[Opening DOCUMENT EXTRACT section]
Alembic Pharmaceuticals Q3 FY’26 Earnings Call Transcript Highlights Strong Revenue Momentum

Alembic Pharmaceuticals reported a solid Q3 FY’26, with revenue growing 11% YoY to INR 1,876 crores, driven by volume expansion and ex-U.S. market traction. EBITDA before R&D grew 20% YoY to INR 464 crores (25% margin). The company is proceeding with the U.S. branded launch of Pivya in Q4 and remains committed to R&D investment, which stood at 33% YoY growth for the quarter.

Q3 FY’26 Financial Performance Highlights

Alembic Pharmaceuticals hosted its Q3 FY’26 Earnings Conference Call on February 5, 2026, detailing robust performance across key segments. The company reported that revenue for the quarter grew by 11% year-over-year, reaching INR 1,876 crores. This growth was characterized by broad-based expansion in volumes, new product launches, and increased traction in ex-U.S. markets.

The Gross margin for the quarter stood at 72%, aligning with the comfortable operating range of 70% to 75%. EBITDA before R&D expenses and exceptional items reached INR 464 crores, representing 25% of revenue, marking a year-on-year growth of about 20%. Profit after tax (before exceptional items) grew 21% YoY to INR 168 crores.

The company noted a one-time provision of INR 42 crores towards employee benefits due to New Labour Code changes, which did not impact operating performance.

Nine-Month Results Summary

For the 9-month period ended December 2025, revenue grew 12% YoY to approximately INR 5,500 crores. EBITDA before R&D for this period was INR 1,391 crores (25% of revenue), resulting in a 25% YoY growth. PAT before exceptional items grew about 22% to INR 505 crores.

Segmental Business Review

India Branded Business

Mr. Shaunak Amin reported that the India Branded business achieved a 6% year-on-year growth, reaching INR 652 crores. Segments like Gynaecology, Ophthalmology, and animal healthcare showed accelerating performance. While acknowledging tepid growth historically, management expects the India business growth to align with the market growth rate in Q1 of the coming financial year, driven by operational execution.
[Closing DOCUMENT EXTRACT section]
[Opening PROVIDED INFORMATION section]
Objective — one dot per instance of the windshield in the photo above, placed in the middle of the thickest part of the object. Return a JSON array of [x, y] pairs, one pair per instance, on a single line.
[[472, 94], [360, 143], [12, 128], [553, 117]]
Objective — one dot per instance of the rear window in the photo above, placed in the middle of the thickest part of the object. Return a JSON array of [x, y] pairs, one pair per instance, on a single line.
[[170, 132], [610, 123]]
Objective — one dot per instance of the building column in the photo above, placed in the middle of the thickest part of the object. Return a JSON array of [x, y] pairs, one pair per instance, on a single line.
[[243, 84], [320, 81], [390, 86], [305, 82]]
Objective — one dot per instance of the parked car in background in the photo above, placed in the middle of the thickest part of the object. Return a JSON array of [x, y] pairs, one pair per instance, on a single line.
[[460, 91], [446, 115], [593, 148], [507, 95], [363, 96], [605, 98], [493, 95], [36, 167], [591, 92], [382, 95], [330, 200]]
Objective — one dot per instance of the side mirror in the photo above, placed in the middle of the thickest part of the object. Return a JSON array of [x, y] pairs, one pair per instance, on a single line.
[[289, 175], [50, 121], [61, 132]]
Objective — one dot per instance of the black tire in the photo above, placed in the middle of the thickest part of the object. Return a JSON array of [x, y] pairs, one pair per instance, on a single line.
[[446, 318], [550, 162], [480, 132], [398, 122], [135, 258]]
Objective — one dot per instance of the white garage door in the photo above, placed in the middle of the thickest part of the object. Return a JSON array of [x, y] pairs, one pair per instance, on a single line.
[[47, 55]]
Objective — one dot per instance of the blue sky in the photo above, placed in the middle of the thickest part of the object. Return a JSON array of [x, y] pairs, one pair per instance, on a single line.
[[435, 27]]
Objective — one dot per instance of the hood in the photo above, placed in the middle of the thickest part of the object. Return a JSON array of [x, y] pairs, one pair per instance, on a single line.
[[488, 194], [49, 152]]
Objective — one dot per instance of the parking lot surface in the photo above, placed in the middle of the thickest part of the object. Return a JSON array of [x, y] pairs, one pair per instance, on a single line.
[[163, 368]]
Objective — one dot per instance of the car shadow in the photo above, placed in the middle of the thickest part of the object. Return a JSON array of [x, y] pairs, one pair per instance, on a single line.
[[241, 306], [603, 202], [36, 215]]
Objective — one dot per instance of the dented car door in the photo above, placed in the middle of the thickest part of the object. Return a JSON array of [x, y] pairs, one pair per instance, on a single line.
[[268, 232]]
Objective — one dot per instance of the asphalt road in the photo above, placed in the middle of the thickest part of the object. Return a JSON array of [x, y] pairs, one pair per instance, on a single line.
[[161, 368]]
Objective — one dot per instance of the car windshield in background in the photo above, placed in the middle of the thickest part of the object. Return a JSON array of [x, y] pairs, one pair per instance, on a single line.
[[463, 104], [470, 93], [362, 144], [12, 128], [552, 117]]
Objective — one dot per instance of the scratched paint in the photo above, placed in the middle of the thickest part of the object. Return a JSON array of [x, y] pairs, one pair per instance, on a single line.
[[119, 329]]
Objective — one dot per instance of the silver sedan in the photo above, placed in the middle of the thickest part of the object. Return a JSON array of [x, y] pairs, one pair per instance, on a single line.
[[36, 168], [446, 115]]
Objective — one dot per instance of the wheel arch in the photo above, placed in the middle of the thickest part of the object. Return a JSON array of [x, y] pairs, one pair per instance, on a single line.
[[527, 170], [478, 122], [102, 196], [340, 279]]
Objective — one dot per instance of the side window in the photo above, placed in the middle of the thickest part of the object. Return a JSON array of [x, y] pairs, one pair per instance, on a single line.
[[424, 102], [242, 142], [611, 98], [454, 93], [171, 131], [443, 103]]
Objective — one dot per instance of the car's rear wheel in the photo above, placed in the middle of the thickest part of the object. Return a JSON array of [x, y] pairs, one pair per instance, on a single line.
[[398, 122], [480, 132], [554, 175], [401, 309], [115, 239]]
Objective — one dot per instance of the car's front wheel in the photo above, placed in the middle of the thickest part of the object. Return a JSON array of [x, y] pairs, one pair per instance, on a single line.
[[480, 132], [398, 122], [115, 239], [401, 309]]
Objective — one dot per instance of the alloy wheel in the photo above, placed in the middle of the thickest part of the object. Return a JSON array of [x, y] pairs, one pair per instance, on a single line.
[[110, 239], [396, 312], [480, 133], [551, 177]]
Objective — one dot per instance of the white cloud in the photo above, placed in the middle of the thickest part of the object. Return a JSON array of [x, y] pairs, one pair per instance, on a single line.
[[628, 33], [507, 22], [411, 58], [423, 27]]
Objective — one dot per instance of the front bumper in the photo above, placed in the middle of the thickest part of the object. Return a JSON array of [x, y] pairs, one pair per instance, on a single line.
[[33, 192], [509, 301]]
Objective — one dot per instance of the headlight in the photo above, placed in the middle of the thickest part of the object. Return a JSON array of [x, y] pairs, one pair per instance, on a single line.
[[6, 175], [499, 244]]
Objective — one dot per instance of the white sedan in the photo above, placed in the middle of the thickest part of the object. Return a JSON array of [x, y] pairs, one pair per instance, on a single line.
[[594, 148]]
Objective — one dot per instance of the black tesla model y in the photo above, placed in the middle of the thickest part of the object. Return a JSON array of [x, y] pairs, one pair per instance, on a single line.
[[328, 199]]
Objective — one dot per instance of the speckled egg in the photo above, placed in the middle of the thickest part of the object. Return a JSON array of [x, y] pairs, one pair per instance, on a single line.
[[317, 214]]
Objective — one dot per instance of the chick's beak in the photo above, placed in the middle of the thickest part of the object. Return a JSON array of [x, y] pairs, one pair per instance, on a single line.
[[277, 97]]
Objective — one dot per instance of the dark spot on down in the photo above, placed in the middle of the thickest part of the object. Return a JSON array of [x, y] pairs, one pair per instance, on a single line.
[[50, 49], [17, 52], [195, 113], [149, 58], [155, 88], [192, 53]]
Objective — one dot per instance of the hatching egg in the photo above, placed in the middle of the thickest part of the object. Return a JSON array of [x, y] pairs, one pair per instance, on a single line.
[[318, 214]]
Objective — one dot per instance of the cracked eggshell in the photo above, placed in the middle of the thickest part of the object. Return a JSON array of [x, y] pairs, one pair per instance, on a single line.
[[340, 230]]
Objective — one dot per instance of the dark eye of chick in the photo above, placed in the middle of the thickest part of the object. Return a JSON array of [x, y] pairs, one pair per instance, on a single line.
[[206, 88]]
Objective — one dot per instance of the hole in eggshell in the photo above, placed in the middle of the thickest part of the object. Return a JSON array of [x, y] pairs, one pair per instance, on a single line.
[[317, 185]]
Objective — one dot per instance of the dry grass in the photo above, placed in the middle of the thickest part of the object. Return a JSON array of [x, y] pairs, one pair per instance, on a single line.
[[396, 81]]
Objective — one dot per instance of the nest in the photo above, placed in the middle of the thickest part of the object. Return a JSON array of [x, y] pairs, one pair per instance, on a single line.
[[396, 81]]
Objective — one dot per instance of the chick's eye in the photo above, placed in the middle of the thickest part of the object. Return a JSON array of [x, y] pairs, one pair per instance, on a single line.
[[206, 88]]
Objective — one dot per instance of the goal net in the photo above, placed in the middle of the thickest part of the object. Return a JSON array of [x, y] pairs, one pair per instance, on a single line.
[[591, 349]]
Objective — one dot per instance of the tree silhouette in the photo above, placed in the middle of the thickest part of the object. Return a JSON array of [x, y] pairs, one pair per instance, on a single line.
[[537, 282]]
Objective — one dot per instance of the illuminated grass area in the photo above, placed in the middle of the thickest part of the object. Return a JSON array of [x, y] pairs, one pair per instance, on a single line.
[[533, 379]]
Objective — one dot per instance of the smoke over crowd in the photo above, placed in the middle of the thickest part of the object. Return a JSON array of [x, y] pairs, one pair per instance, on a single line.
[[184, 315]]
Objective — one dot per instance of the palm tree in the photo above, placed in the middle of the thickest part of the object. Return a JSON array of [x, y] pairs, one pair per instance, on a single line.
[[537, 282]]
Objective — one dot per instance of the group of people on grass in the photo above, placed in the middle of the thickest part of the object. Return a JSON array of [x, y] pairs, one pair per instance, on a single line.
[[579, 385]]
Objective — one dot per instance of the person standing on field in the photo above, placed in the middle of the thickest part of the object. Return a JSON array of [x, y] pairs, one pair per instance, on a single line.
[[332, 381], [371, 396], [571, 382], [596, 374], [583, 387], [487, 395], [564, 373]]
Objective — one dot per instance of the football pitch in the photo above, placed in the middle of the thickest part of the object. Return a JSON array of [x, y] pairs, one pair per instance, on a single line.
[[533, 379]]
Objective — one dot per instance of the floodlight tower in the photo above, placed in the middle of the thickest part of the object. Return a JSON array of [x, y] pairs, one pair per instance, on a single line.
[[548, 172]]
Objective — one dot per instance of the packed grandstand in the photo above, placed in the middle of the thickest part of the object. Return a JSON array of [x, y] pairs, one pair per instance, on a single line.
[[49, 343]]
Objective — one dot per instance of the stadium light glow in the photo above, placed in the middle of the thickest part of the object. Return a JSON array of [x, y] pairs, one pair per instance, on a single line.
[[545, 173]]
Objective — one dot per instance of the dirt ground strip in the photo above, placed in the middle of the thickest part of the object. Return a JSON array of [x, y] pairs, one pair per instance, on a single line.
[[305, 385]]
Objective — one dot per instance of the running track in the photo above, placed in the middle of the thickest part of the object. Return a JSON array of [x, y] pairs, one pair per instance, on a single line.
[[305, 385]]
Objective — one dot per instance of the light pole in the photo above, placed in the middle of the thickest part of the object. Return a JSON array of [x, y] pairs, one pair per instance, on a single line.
[Closing PROVIDED INFORMATION section]
- PROBLEM SET
A) Answer these questions from the Alembic Pharmaceuticals Q3 FY'26 earnings summary:
(i) What was the gross margin for the quarter?
(ii) How large was the one-time provision toward employee benefits, and what caused it?
(iii) What revenue did the India Branded business reach?
B) Write the next part of the Alembic Pharmaceuticals Q3 FY'26 earnings summary, picking up after its last sentence.

- TASK-BY-TASK OUTPUTS
A)
(i) 72%
(ii) INR 42 crores, due to New Labour Code changes
(iii) INR 652 crores

B)
International and U.S. Business

Mr. Pranav Amin highlighted that performance in international (ROW) markets was strong, growing by 36% due to strategic geographic expansion. The U.S. business grew 6%, supported by higher volumes and new launches, despite ongoing pricing pressure.

The company filed one ANDA this quarter, bringing cumulative filings to 270, with 7 U.S. approvals received. The management expects the U.S. business to grow between 10% to 12% on a full-year basis.

U.S. Branded Product Launch: Pivya

Alembic is on track to launch its first branded product in the U.S., Pivya, an oral antibiotic for uncomplicated UTIs, in February 2026 (Q4). Management noted that while the launch may impact near-term profitability due to costs (MR expenses and royalty), they are confident in capturing market share over the next 12 to 18 months. This launch represents a strategic shift towards the branded business.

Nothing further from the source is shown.